▶ **Extrait du texte**
· · · ·

C’est une grande référence de l’humour camerounais qui vient de s’éteindre. Une belle âme perdue à la fleur de l’âge, Antonio était un vrai génie de la comédie. C’est le premier imitateur camerounais du président Paul Biya. Sa contribution sera toujours reconnue et son héritage continuera à influencer les générations futures comme cela se passe-partout actuellement.

C’est donc l’artiste de grand calibre, l’homme rigoureux dans son art, mais aussi le patriote convaincu, passionné d’abord de sa tribu, les Baboutés, de son histoire et de son pays. Il était un intellectuel de l’art, toujours prêt à partager la scène avec ses collègues, les jeunes talents, les animateurs de tous bords, surtout lorsqu’il s’agissait de mettre en exergue les valeurs de la comédie, les motifs d’espérance.

Il est parti dans un moment très difficile pour la famille. Antonio avait fait de la comédie un sacerdoce. Presque toute sa vie, a été consacrée à la formation des jeunes qui composent aujourd’hui la société des comédiens. Il était d’une immense stature dont on ne cesse de vanter le talent. Très attaché à ses convictions. Les mots ne suffiront jamais pour camper le portrait de l’homme, de l’artiste. « C’est une perte énorme pour la famille et pour le Cameroun. Beaucoup s’inclinent devant son talent, « C’est dommage comme a pu dire Elisabeth Mekenda « quel gâchis ! » puisqu’il pouvait encore émerveiller.

Mais comme tous les artistes camerounais, Antonio n’échappera pas aux sorts qui leur sont réservés. A savoir pauvreté, maladie, dissidence, indigence appel au secours, pour ne pas en dire trop, j’aimerais compléter cet extrait par un article que j’ai publié il y a deux mois dans les mêmes circonstances au sujet de leur triste fin.

« Une fois la carrière terminée, les artistes camerounais deviennent comme des niches de sainteté. Comme si à leur époque, ils étaient au service de tous, pourtant, ils assument les conséquences de la mauvaise gestion de leur carrière.

· · · ·

▶ **Données fournies**

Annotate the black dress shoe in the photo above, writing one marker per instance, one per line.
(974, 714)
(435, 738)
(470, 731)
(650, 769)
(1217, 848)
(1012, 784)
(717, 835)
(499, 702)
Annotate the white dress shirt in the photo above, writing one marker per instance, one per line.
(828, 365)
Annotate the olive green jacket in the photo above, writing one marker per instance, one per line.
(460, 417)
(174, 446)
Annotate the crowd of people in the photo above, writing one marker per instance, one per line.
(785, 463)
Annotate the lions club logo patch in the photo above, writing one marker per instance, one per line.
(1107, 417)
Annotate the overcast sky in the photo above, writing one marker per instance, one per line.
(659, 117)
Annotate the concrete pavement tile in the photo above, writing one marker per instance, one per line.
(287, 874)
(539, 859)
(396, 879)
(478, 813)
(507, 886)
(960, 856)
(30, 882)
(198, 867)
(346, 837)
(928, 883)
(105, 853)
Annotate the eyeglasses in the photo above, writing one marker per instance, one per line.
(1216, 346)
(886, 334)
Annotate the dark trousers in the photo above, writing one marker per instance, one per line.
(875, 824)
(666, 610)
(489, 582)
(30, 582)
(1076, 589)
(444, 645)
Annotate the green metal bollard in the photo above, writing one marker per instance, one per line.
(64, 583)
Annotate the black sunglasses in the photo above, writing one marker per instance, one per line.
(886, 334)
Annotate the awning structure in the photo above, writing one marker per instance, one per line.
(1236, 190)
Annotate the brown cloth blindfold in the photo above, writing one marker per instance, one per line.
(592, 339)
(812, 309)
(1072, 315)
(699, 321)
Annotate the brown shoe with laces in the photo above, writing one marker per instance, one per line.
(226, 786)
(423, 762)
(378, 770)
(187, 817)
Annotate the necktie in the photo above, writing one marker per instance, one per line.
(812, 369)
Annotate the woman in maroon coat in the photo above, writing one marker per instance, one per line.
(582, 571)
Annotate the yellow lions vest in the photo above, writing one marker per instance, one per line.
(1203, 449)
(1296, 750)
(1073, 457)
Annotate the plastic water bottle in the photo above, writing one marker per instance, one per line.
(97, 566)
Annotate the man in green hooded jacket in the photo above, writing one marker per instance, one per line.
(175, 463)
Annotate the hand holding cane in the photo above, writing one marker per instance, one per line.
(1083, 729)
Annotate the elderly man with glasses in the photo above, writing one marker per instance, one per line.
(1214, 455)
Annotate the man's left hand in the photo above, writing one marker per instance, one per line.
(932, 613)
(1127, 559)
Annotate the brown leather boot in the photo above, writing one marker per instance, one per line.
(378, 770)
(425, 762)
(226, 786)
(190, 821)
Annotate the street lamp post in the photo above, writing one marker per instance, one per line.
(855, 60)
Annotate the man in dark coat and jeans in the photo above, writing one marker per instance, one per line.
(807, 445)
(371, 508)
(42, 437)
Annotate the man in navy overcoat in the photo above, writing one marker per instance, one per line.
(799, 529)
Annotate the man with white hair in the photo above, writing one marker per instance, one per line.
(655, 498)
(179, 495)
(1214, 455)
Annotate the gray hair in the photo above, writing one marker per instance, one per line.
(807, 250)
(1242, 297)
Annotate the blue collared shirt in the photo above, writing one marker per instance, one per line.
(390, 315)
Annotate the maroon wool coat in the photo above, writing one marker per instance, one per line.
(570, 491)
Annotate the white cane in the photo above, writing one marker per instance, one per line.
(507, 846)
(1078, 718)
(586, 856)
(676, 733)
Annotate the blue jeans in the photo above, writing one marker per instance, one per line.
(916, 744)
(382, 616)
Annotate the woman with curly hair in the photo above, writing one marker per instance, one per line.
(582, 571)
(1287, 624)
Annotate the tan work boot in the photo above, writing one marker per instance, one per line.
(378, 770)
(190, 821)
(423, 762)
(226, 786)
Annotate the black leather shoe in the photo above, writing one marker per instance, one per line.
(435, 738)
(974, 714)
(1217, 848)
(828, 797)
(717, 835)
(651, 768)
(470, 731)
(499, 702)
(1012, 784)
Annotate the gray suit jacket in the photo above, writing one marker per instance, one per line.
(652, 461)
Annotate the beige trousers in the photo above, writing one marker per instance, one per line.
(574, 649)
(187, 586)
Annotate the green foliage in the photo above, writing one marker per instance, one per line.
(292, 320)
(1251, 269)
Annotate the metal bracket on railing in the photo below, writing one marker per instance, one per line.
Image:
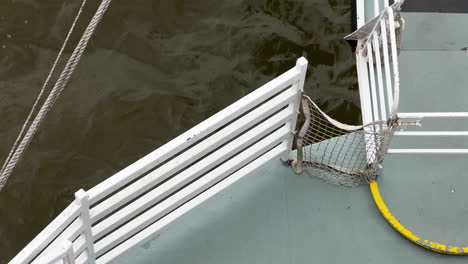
(408, 121)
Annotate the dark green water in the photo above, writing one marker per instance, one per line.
(153, 70)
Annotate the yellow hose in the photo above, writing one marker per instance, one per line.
(437, 247)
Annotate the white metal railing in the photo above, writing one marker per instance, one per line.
(377, 65)
(138, 202)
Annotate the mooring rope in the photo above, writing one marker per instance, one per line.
(24, 138)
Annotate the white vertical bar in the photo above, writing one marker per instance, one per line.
(83, 198)
(360, 13)
(301, 66)
(364, 93)
(376, 8)
(378, 65)
(375, 104)
(70, 257)
(388, 82)
(396, 76)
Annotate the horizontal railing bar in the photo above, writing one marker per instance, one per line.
(199, 131)
(431, 133)
(434, 114)
(70, 233)
(191, 173)
(428, 151)
(157, 227)
(48, 234)
(56, 255)
(182, 196)
(160, 174)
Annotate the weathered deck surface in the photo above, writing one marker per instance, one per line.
(275, 216)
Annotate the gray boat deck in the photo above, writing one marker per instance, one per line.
(276, 216)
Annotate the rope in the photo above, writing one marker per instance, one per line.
(24, 138)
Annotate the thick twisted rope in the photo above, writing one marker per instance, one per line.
(23, 138)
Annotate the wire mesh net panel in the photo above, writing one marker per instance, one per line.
(339, 153)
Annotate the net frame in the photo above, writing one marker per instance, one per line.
(338, 153)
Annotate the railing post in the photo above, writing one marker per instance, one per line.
(83, 198)
(298, 86)
(68, 248)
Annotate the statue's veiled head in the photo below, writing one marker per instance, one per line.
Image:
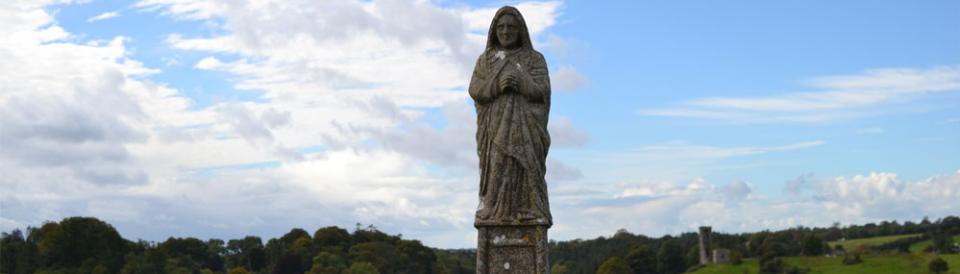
(508, 30)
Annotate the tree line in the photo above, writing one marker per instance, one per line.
(89, 245)
(625, 252)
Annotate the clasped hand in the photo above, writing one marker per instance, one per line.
(509, 82)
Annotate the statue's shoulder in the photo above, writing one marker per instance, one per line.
(533, 55)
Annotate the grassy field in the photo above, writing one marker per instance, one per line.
(919, 247)
(915, 263)
(850, 245)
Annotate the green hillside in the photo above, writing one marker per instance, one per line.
(853, 244)
(874, 264)
(921, 246)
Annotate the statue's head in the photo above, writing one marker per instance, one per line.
(508, 30)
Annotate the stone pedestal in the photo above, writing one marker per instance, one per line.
(520, 249)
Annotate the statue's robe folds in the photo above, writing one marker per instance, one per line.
(512, 138)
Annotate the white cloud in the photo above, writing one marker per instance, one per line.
(336, 139)
(841, 97)
(566, 78)
(103, 16)
(564, 134)
(667, 207)
(871, 130)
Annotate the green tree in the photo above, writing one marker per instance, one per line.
(11, 246)
(414, 257)
(938, 265)
(670, 259)
(642, 259)
(247, 253)
(813, 246)
(327, 263)
(76, 240)
(559, 268)
(614, 265)
(773, 266)
(381, 254)
(332, 239)
(361, 268)
(238, 270)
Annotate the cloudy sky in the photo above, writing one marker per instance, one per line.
(220, 119)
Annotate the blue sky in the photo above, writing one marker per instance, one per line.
(223, 119)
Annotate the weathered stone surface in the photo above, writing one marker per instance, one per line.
(512, 249)
(510, 87)
(704, 237)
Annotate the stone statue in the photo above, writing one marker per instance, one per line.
(511, 91)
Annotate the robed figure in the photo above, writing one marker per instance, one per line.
(511, 91)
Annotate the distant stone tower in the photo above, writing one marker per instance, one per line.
(704, 245)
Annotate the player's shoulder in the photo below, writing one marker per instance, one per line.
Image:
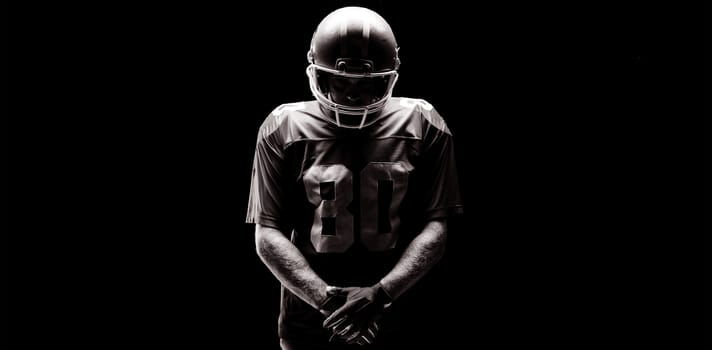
(285, 114)
(419, 110)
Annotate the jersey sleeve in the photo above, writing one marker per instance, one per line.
(267, 199)
(440, 184)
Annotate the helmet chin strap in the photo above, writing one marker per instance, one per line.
(338, 119)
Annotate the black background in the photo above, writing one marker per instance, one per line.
(141, 129)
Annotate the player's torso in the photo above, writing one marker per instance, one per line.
(352, 188)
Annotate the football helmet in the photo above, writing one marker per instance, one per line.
(353, 63)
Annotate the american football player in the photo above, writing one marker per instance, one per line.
(351, 191)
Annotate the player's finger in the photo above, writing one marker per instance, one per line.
(342, 331)
(333, 321)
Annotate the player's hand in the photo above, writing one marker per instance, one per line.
(335, 298)
(352, 335)
(363, 306)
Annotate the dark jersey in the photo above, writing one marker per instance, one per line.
(351, 199)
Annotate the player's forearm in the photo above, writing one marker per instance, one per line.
(420, 255)
(289, 265)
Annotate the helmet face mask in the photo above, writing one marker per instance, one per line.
(353, 65)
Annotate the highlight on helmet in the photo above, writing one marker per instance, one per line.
(353, 63)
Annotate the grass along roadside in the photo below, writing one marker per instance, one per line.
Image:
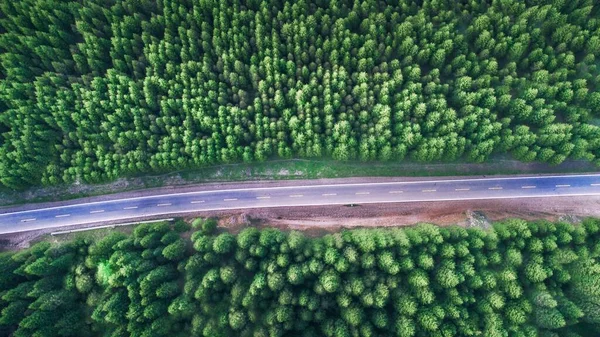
(288, 170)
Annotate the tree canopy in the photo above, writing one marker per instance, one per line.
(93, 90)
(515, 279)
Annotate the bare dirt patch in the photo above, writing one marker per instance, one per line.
(317, 220)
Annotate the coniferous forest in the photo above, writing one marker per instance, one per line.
(92, 90)
(518, 279)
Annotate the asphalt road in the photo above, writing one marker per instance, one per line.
(341, 194)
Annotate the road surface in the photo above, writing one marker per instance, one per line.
(339, 194)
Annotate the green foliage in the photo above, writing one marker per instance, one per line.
(94, 90)
(526, 279)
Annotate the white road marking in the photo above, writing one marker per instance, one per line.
(325, 204)
(308, 186)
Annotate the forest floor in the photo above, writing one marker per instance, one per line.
(319, 220)
(282, 170)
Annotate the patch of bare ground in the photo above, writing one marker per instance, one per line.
(472, 213)
(318, 220)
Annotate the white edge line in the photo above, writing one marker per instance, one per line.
(305, 186)
(324, 204)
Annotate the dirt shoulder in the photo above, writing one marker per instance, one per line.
(273, 172)
(317, 220)
(235, 185)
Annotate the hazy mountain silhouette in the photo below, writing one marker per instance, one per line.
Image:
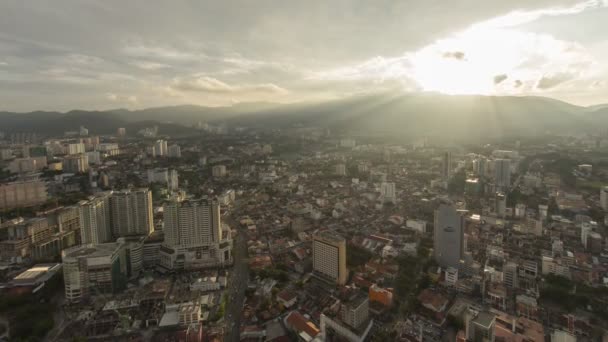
(412, 114)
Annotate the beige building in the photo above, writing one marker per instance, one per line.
(22, 194)
(329, 257)
(132, 212)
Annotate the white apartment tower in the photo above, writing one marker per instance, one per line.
(132, 212)
(95, 219)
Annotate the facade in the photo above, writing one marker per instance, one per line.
(95, 220)
(446, 166)
(193, 235)
(132, 212)
(218, 171)
(502, 173)
(22, 194)
(449, 237)
(90, 269)
(76, 163)
(329, 257)
(174, 151)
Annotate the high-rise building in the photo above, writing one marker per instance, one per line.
(329, 257)
(193, 235)
(604, 198)
(160, 148)
(388, 193)
(22, 194)
(502, 173)
(218, 171)
(94, 268)
(76, 163)
(446, 166)
(95, 219)
(174, 151)
(132, 212)
(448, 244)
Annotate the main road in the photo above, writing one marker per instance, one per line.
(237, 284)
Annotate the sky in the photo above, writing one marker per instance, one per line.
(87, 54)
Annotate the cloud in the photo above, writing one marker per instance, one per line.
(459, 55)
(499, 78)
(213, 85)
(131, 99)
(551, 81)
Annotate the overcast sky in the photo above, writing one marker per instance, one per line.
(88, 54)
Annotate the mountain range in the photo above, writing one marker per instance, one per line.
(427, 114)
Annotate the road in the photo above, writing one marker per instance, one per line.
(236, 288)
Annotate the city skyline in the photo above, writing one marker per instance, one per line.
(113, 55)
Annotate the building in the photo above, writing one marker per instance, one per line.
(480, 326)
(340, 170)
(502, 173)
(388, 193)
(446, 166)
(160, 148)
(131, 212)
(76, 163)
(164, 176)
(218, 171)
(329, 257)
(193, 235)
(355, 311)
(174, 151)
(448, 246)
(91, 269)
(95, 219)
(604, 198)
(22, 194)
(76, 148)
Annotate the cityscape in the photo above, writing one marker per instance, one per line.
(306, 171)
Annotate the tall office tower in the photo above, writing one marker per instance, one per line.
(131, 212)
(501, 204)
(510, 275)
(95, 225)
(93, 269)
(160, 148)
(329, 257)
(193, 235)
(174, 151)
(502, 173)
(388, 193)
(446, 166)
(604, 198)
(448, 245)
(22, 194)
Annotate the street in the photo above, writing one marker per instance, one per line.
(236, 288)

· · · ·

▶ **Exercices à réaliser**
1. Répondez aux questions suivantes à l'aide de l'extrait sur Antonio :
(a) De quel président Antonio a-t-il été le premier imitateur camerounais ?
(b) De quelle tribu Antonio était-il passionné ?
(c) À quoi presque toute sa vie a-t-elle été consacrée ?
2. Reproduisez mot pour mot le passage de l'extrait sur Antonio qui commence par « C’est une grande » et se termine par « les motifs d’espérance. ».

▶ **Corrigé de l'exercice**
1.
(a) Le président Paul Biya.
(b) Les Baboutés.
(c) À la formation des jeunes qui composent aujourd'hui la société des comédiens.

2.
C’est une grande référence de l’humour camerounais qui vient de s’éteindre. Une belle âme perdue à la fleur de l’âge, Antonio était un vrai génie de la comédie. C’est le premier imitateur camerounais du président Paul Biya. Sa contribution sera toujours reconnue et son héritage continuera à influencer les générations futures comme cela se passe-partout actuellement.

C’est donc l’artiste de grand calibre, l’homme rigoureux dans son art, mais aussi le patriote convaincu, passionné d’abord de sa tribu, les Baboutés, de son histoire et de son pays. Il était un intellectuel de l’art, toujours prêt à partager la scène avec ses collègues, les jeunes talents, les animateurs de tous bords, surtout lorsqu’il s’agissait de mettre en exergue les valeurs de la comédie, les motifs d’espérance.